Aim of the task: Line by line, return the data exactly as shown.
[[ Supplied information open ]]
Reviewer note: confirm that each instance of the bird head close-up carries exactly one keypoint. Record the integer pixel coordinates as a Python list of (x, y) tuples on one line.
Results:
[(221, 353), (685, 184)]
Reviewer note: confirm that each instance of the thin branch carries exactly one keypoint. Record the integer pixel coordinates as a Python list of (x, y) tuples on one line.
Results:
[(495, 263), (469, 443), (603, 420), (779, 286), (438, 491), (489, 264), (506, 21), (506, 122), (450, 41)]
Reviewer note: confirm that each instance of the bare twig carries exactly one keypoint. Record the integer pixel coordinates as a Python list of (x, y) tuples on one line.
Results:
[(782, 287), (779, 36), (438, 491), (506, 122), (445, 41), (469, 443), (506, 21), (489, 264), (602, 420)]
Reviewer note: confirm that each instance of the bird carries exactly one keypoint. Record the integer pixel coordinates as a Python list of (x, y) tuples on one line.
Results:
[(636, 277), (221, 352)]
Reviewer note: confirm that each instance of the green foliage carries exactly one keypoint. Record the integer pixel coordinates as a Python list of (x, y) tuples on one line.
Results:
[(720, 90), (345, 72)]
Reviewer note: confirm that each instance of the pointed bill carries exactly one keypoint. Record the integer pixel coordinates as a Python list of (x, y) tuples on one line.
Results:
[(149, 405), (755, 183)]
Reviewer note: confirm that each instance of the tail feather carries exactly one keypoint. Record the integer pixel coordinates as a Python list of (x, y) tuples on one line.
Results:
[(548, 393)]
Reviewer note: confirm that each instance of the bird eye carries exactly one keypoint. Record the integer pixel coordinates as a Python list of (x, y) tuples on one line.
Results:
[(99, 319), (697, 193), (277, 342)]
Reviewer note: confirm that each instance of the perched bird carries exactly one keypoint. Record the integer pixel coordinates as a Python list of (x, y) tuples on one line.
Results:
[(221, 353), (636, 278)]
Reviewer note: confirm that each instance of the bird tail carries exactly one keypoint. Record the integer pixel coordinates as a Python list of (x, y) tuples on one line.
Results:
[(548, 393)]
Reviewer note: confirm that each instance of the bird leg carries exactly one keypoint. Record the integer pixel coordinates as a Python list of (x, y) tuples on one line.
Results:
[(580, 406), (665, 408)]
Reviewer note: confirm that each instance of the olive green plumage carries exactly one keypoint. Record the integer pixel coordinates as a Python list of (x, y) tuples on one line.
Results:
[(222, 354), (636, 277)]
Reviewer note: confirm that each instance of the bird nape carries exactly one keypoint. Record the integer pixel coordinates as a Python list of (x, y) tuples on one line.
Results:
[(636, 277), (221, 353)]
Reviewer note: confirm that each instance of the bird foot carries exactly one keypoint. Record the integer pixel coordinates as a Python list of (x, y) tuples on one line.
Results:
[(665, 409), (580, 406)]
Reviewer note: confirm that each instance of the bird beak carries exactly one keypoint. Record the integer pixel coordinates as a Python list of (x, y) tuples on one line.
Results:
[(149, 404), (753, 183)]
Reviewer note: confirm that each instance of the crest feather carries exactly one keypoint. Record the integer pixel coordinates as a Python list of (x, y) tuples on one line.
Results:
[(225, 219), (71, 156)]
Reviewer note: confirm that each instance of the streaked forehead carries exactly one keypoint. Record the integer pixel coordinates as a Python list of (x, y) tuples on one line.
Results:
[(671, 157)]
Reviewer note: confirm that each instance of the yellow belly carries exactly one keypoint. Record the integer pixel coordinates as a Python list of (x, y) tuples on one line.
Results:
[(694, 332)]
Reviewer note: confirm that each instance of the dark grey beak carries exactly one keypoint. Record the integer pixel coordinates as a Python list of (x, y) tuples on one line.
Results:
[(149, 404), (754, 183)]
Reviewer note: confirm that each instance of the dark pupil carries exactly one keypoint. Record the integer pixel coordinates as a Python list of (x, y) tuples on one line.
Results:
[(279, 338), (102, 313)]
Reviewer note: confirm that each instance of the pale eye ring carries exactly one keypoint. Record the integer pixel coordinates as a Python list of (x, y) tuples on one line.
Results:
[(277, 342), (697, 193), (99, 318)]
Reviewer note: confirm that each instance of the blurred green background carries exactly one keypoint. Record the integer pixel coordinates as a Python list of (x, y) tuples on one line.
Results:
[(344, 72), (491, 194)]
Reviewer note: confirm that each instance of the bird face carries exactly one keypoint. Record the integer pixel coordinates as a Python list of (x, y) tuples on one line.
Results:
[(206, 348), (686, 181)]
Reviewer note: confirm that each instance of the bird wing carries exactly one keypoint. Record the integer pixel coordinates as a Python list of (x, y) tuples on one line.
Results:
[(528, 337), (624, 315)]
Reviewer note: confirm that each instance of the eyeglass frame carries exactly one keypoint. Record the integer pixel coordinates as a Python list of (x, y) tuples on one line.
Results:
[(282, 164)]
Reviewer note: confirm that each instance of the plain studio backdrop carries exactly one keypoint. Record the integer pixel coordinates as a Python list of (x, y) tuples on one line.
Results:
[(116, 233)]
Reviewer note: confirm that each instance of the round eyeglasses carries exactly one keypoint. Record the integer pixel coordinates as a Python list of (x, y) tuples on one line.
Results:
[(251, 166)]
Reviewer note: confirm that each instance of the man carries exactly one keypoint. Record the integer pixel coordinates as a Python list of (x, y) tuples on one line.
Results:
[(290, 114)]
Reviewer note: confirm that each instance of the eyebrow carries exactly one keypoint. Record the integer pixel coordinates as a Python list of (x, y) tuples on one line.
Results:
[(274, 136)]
[[ Supplied information closed ]]
Solution:
Reviewer note: confirm that each instance of the bird head close-up carries exactly one keypoint. Record the integer pixel coordinates as a Python list of (x, y) tuples on one line.
Results:
[(221, 353), (685, 184)]
Reviewer note: confirm that each instance of the thin branch carries exactly one keypoint. Record the integer pixel coordinates as a Python list of (x, y) tuples on one line.
Results:
[(495, 263), (469, 443), (603, 420), (779, 286), (438, 491), (489, 264), (506, 21), (506, 122), (450, 41)]
Reviewer note: confirm that each instance of the bare twig carries exactly one keypoint. Record the integer pixel coordinates as a Python list of (x, y) tuples on one line.
Results:
[(782, 287), (779, 36), (438, 491), (506, 122), (445, 41), (469, 443), (506, 21), (489, 264), (602, 420)]
Reviewer note: confirm that each instance of the bird carries exactly one keypoint. Record the integer pixel coordinates as a Python list of (x, y) tuples on one line.
Results:
[(636, 277), (221, 352)]
Reviewer note: confirm that each instance of the green foliage carries exactly one keypoint. Record the integer pixel coordinates as a Python list of (x, y) tuples on one line.
Results:
[(720, 90), (345, 72)]
Reviewer note: confirm that each instance of the pointed bill carries exactly one keypoint. Record the integer pixel coordinates as a Python list of (x, y) tuples on one line.
Results:
[(149, 405), (755, 183)]
Reviewer note: confirm that each instance of the tail feather carries exactly one keypoint. Record the integer pixel coordinates as a Python list of (x, y) tuples on one line.
Results:
[(548, 393)]
Reviewer note: confirm that each instance of the bird eye carries exactly one keypoint. Record the integer pixel coordinates as a Python list of (x, y) tuples on one line.
Results:
[(99, 319), (697, 193), (277, 342)]
Reviewer note: confirm that each instance of the perched bird carries exactly one keypoint. Record the integer pixel coordinates as a Python list of (x, y) tuples on one line.
Results:
[(221, 353), (636, 278)]
Reviewer note: confirm that each instance of the bird tail carries exactly one keypoint. Record the integer pixel coordinates as a Python list of (x, y) tuples on one line.
Results:
[(548, 393)]
Reviewer note: confirm that each instance of the bird leg carries exactly one keypoint. Record the integer pixel coordinates as a Python list of (x, y) tuples on one line.
Results:
[(580, 406), (665, 408)]
Reviewer note: confirm that each instance of the olive green plumage carries exactly one keypoint. Record the integer pixel coordinates as a Python list of (x, y) tuples on one line.
Results:
[(222, 354), (636, 277)]
Reviewer note: confirm that each instance of the bird nape carries exactly one keypoint. Record the integer pixel coordinates as a Python list of (x, y) tuples on one line.
Results:
[(636, 277), (221, 353)]
Reviewer note: confirm that each instance of the bird foot carries exactly one keypoint. Record the integer pixel coordinates as a Python list of (x, y) tuples on one line.
Results:
[(665, 409), (580, 406)]
Reviewer note: confirm that each instance of the bird beak carries exactly one keypoint. Record the integer pixel coordinates as a Python list of (x, y) tuples on one line.
Results:
[(149, 404), (753, 183)]
Reviewer note: confirm that each instance of the crest feather carries exactly one keypoint. Record the integer pixel coordinates as a Python list of (x, y) tuples on one line.
Results:
[(225, 219), (71, 156)]
Reviewer note: confirm that each instance of the streaked forehead carries exactly one keypoint. Record the integer pixel coordinates as a Python list of (x, y) tuples on one line.
Results:
[(671, 157)]
Reviewer note: confirm that each instance of the yellow belly carries exactly one keypoint. Record the integer pixel coordinates as a Python list of (x, y) tuples on one line.
Results:
[(694, 332)]
Reviewer note: confirm that each instance of the dark grey beak carries exactly one keypoint. Record the integer pixel coordinates as a Python list of (x, y) tuples on one line.
Results:
[(149, 404), (754, 183)]
Reviewer note: confirm that each instance of the dark pupil carries exactly one keypoint. Record the integer pixel coordinates as a Python list of (x, y) tuples on one line.
Results:
[(279, 338), (102, 313)]
Reviewer note: confirm that each instance of the pale eye ring carries exactly one keypoint. Record the integer pixel coordinates as a Python list of (x, y) tuples on one line.
Results:
[(277, 342), (697, 193), (99, 318)]
Reviewer note: confirm that each instance of the blurred green background carries exactly one keypoint. Record the integer pixel coordinates as a Python list of (x, y) tuples on one line.
Results:
[(344, 72), (491, 194)]
Reviewer note: confirm that each instance of the bird face carries exactly one keypoint. Record the integer pixel coordinates as a Python list of (x, y) tuples on one line.
Results:
[(206, 348), (686, 181)]
Reviewer note: confirm that each instance of the bird wing carries exactly one keypoint. Record the integer pixel coordinates as a Python list of (x, y) tuples on one line.
Results:
[(528, 337), (624, 315)]
Reviewer note: confirm that each instance of the eyeglass frame carries exactly one keypoint. Record the integer pixel coordinates as a Python list of (x, y) tuples on one line.
Results:
[(282, 164)]
Reviewer note: confirm that each instance of the plain studio backdrop carries exactly one keypoint. Record the integer pixel coordinates as a Python list of (x, y) tuples on one line.
Results:
[(116, 233)]
Reviewer note: confirm that each instance of the round eyeglasses carries exactly one keypoint. Record the integer pixel coordinates as a Python list of (x, y) tuples on one line.
Results:
[(251, 166)]
Reviewer note: confirm that each instance of the man carries exactly one keypoint. Record the integer pixel coordinates as a Python list of (x, y) tuples on one line.
Results:
[(290, 114)]
Reviewer note: confirm that each instance of the eyebrow carries exactly one keypoint. Record the integer pixel coordinates as a Python list of (x, y) tuples on one line.
Results:
[(274, 136)]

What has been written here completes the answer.